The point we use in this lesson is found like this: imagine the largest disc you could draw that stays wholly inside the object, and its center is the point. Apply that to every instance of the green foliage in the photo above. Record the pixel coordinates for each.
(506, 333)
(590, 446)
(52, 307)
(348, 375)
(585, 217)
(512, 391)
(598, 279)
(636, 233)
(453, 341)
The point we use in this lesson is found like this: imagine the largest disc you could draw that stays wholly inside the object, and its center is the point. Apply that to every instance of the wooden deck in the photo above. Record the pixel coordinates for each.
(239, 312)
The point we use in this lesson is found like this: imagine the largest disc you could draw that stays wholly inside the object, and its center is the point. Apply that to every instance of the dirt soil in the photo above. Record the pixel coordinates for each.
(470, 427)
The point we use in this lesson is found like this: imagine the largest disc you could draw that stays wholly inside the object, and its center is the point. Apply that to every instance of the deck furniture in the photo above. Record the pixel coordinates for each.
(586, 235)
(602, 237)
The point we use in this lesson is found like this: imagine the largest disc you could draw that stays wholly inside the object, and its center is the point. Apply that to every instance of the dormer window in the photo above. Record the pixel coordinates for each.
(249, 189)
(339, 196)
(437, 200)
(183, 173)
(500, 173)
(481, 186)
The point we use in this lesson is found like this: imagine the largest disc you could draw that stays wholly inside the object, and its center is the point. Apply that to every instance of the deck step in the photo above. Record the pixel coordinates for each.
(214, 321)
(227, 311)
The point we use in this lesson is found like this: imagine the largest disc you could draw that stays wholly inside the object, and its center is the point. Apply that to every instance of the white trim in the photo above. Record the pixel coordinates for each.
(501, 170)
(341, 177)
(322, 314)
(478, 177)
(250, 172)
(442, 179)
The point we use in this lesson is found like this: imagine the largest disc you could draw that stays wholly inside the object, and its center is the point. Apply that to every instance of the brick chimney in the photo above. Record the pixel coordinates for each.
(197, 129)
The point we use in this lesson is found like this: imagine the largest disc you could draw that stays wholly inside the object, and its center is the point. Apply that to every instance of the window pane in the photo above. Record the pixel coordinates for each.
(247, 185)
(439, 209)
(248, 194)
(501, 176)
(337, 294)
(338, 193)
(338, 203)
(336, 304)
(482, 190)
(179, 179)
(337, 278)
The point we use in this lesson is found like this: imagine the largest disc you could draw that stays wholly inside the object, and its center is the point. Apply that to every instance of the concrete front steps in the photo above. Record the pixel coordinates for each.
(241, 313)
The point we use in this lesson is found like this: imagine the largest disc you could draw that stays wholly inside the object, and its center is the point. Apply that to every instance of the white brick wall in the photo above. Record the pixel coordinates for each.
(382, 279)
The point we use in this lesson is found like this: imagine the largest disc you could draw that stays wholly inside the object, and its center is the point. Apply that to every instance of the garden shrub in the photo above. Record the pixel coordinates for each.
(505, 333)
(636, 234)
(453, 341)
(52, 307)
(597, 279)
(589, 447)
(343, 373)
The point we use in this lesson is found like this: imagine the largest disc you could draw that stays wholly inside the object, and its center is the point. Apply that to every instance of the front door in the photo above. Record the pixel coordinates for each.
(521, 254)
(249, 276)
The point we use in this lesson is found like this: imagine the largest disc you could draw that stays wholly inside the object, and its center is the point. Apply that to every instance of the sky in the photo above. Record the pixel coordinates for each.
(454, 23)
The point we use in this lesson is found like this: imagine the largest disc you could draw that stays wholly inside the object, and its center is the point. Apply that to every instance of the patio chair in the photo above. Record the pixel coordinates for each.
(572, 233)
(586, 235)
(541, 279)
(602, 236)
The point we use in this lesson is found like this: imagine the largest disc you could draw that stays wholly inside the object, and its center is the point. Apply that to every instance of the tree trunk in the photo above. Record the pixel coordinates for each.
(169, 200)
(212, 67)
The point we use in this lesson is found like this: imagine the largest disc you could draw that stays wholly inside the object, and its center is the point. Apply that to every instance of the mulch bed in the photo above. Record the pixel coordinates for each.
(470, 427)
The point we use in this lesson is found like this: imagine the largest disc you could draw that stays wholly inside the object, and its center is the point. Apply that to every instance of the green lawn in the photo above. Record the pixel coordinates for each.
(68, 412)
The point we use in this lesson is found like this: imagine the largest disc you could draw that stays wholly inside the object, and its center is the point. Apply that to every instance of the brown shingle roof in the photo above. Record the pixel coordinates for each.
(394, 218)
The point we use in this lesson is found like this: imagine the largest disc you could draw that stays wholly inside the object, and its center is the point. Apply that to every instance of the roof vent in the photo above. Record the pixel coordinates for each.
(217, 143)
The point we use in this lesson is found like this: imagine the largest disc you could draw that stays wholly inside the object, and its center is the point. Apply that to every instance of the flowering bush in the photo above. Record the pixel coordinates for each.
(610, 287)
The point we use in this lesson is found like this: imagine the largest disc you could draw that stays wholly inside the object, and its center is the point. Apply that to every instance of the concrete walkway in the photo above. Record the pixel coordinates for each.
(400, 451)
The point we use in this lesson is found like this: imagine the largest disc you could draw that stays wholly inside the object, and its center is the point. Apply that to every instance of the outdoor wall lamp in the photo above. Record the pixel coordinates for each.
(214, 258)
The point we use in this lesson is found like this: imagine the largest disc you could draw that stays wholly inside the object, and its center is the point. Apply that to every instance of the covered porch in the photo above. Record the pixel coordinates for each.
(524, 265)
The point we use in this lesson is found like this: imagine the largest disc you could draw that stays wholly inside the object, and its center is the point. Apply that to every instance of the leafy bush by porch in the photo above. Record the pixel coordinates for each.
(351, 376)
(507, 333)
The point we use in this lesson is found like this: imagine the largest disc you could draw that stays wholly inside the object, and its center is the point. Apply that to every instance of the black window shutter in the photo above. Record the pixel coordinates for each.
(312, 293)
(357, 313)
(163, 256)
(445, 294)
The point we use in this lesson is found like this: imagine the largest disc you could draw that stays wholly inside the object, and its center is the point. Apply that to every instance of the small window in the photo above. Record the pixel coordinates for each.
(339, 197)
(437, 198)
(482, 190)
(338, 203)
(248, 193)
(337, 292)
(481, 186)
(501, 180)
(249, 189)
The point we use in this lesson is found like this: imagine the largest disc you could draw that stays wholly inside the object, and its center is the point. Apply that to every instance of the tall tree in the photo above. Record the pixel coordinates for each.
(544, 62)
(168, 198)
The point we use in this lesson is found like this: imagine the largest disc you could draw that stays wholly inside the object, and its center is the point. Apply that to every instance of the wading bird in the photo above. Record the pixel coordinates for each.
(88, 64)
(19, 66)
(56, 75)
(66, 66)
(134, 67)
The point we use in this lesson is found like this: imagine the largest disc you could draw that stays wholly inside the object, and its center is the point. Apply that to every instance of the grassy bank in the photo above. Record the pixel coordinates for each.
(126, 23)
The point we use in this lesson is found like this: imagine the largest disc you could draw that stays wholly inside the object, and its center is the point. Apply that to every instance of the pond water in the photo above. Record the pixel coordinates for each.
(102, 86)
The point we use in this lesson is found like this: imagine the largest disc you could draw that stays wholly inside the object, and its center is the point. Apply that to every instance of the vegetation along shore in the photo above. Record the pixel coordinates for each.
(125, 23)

+++++

▶ [Work to do]: Reproduce, word for word, only the lines from the one that contains "of the wading" through the final line.

▶ [Written answer]:
The point we use in this lesson is found like this: imagine the largest disc you could draw that stays wholly inside the object, and its center is the point. Apply that to every instance of the wading bird in the photo above. Record the pixel coordinates for each.
(88, 64)
(19, 66)
(56, 75)
(66, 66)
(134, 67)
The point we use in this lesson is found like this: imagine the largest disc you could draw that stays wholly inside the object, and its center is the point. Apply that to every instance of the grassy bank in the photo above. Record the pixel coordinates for each.
(126, 23)
The point we use in this lesson is found like this: imagine the largest disc you could draw that stays wholly inside the object, and its center is the point. Apply that to every instance of the pond water in the photo above. Record the pixel coordinates for each.
(102, 86)
The point we use in this lesson is found like this: imagine the largest disc you could draw that stays wholly inside the object, and its center is the point. Apply that to every instance of the vegetation along shore in the photo above. Record the pixel coordinates for each.
(125, 23)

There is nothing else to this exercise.